-- Start of ENTRIES SHOWN --

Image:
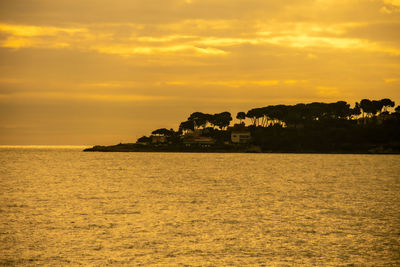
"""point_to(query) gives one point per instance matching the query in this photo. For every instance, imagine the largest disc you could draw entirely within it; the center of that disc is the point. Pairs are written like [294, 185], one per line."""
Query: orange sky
[101, 72]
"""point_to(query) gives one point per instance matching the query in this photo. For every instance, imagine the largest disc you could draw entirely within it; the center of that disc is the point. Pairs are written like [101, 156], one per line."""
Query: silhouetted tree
[241, 116]
[186, 125]
[163, 131]
[366, 107]
[222, 119]
[386, 103]
[199, 119]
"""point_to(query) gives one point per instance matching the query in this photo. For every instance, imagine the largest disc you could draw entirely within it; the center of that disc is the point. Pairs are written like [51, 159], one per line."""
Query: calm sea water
[61, 206]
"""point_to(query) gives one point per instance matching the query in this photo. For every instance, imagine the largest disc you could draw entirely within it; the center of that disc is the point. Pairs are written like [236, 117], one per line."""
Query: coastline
[237, 149]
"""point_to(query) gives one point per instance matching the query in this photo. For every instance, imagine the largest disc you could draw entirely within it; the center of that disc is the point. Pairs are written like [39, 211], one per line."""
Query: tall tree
[241, 116]
[386, 103]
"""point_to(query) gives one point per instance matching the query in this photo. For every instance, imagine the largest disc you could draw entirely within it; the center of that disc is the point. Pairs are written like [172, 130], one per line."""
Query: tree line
[283, 115]
[300, 113]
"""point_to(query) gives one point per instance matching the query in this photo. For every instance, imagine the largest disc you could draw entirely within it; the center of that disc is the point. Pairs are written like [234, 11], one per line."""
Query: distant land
[370, 127]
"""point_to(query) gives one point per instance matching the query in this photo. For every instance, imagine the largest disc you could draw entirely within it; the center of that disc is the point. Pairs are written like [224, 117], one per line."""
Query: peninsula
[367, 128]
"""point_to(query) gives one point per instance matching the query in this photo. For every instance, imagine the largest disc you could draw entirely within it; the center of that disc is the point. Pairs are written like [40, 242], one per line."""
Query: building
[240, 137]
[157, 139]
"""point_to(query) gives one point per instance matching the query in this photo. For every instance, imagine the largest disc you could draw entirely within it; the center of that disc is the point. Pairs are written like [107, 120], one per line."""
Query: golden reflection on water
[66, 207]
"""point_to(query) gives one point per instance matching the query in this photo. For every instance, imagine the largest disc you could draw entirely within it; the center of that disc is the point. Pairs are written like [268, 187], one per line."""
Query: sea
[60, 206]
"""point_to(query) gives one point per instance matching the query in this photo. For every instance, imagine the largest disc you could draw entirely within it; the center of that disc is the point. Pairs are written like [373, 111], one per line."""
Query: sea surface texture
[63, 207]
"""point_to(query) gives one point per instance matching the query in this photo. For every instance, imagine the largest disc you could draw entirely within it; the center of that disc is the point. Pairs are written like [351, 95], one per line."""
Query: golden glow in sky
[96, 72]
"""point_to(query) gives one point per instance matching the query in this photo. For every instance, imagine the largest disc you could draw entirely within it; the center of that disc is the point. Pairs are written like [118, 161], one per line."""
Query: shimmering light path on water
[60, 206]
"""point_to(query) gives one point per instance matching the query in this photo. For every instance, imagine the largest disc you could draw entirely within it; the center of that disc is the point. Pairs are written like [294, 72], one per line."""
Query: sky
[102, 72]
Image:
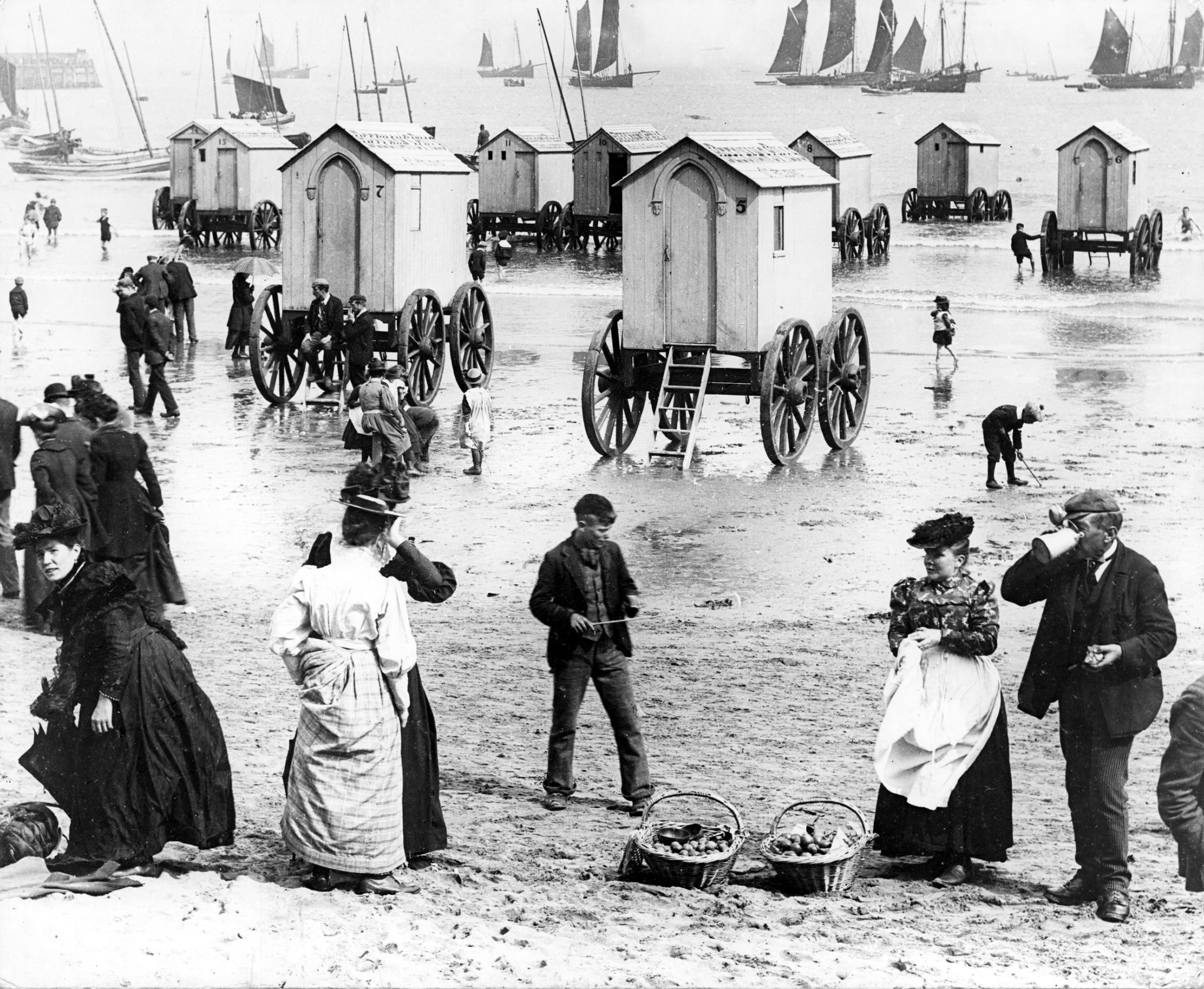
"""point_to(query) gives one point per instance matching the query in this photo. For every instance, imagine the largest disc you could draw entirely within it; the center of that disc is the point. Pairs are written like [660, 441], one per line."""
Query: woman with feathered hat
[942, 752]
[146, 763]
[363, 780]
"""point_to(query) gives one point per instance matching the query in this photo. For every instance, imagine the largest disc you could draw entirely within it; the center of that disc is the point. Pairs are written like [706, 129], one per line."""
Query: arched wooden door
[339, 228]
[690, 258]
[1092, 186]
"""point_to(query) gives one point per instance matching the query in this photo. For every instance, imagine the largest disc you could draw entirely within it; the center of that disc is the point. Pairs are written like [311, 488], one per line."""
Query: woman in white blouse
[344, 634]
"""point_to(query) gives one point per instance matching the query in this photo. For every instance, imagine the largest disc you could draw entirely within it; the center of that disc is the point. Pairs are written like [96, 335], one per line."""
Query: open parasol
[256, 267]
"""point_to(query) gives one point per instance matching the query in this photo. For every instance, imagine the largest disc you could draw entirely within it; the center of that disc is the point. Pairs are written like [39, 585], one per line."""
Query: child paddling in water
[477, 411]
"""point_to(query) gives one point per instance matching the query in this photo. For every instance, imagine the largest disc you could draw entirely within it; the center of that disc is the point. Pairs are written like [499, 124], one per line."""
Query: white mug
[1054, 545]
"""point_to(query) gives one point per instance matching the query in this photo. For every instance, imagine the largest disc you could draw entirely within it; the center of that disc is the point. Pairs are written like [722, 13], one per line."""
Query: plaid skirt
[344, 807]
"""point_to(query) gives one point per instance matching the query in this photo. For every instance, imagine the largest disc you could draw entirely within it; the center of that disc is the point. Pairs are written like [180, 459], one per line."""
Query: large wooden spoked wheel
[1001, 205]
[471, 334]
[978, 206]
[878, 233]
[422, 322]
[265, 226]
[853, 235]
[789, 391]
[611, 404]
[1140, 246]
[276, 362]
[161, 209]
[549, 226]
[843, 379]
[1052, 244]
[189, 226]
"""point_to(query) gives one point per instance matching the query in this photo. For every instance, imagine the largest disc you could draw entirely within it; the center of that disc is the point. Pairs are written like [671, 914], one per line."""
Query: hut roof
[759, 157]
[1118, 131]
[401, 147]
[972, 134]
[634, 139]
[837, 140]
[232, 126]
[263, 138]
[543, 141]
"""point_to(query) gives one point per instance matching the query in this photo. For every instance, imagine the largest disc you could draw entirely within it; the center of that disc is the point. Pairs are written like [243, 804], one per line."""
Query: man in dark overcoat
[1103, 630]
[584, 594]
[1182, 783]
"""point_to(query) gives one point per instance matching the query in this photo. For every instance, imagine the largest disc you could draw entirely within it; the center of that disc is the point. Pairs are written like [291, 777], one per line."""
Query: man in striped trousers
[1105, 628]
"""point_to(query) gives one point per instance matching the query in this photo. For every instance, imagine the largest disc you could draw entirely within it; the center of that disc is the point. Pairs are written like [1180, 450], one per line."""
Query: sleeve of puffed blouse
[901, 622]
[979, 634]
[290, 624]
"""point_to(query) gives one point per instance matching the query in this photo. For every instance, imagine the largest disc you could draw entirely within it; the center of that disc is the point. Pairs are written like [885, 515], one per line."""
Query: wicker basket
[802, 876]
[693, 872]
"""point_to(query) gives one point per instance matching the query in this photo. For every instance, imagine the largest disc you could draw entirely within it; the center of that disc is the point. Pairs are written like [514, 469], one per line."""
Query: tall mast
[405, 85]
[580, 89]
[355, 86]
[214, 68]
[129, 92]
[41, 76]
[54, 93]
[376, 82]
[555, 75]
[965, 8]
[268, 65]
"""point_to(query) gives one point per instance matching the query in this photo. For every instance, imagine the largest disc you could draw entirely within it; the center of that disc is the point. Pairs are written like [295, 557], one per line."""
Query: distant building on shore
[68, 70]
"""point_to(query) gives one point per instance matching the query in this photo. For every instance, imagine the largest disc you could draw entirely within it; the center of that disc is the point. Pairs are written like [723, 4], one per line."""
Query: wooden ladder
[679, 402]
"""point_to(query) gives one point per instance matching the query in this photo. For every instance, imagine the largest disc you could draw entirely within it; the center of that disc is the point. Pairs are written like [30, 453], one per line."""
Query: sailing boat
[1112, 62]
[522, 70]
[1191, 52]
[298, 71]
[607, 56]
[839, 45]
[17, 120]
[1054, 77]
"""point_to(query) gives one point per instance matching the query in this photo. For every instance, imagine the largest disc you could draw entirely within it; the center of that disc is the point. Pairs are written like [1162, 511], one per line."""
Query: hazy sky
[656, 34]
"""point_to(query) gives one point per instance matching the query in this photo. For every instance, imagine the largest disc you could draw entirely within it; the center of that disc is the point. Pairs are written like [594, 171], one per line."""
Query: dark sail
[1193, 51]
[608, 36]
[9, 86]
[842, 24]
[256, 98]
[884, 40]
[1112, 57]
[911, 54]
[789, 61]
[584, 39]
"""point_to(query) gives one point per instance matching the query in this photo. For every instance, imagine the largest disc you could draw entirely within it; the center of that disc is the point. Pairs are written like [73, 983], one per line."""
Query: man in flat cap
[1001, 436]
[1105, 628]
[324, 323]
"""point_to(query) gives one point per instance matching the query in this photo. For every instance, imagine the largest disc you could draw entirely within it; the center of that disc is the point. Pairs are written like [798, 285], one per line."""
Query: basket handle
[861, 817]
[731, 810]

-- End of ENTRIES SHOWN --

WHAT IS EXPECTED: Can you arrange the data from the line containing "[180, 459], one" through the line containing "[1182, 783]", both ends included, as a Markdown table with columns Row and Text, putting a running row number under Row and each line under Text, with blank lines omitted?

FINAL RESULT:
| Row | Text |
|---|---|
| 1 | """point_to(query) gives one point per instance matching the query in this photo. For every instance, imagine the largest disc you could draw entirely within it; the center of that disc is the point. Pairs are written like [180, 459], one per line.""" |
| 2 | Query: large wooden spoked wheel |
| 3 | [1001, 205] |
| 4 | [471, 334] |
| 5 | [978, 206] |
| 6 | [878, 233] |
| 7 | [422, 322] |
| 8 | [265, 226] |
| 9 | [853, 235] |
| 10 | [789, 391] |
| 11 | [611, 404] |
| 12 | [1140, 246] |
| 13 | [276, 362] |
| 14 | [161, 209] |
| 15 | [549, 226] |
| 16 | [843, 379] |
| 17 | [1052, 244] |
| 18 | [189, 226] |
| 19 | """point_to(query) gives one point per instance matching the query in this photo. For every instance, imagine the largest disc you could draw entirely within it; the center of that disc is the point. Pairs are written like [671, 914], one per line.""" |
| 20 | Query: hut roof |
| 21 | [759, 157] |
| 22 | [1118, 131] |
| 23 | [401, 147] |
| 24 | [972, 134] |
| 25 | [634, 139] |
| 26 | [837, 140] |
| 27 | [232, 126] |
| 28 | [263, 138] |
| 29 | [543, 141] |
| 30 | """point_to(query) gives one point per instance matching the query in this photo. For every instance, imagine the largest disc you could draw entirely within it; the center of that disc is the point. Pairs are written like [243, 804], one per line.""" |
| 31 | Query: man in dark overcoat |
| 32 | [1103, 630] |
| 33 | [584, 594] |
| 34 | [1182, 783] |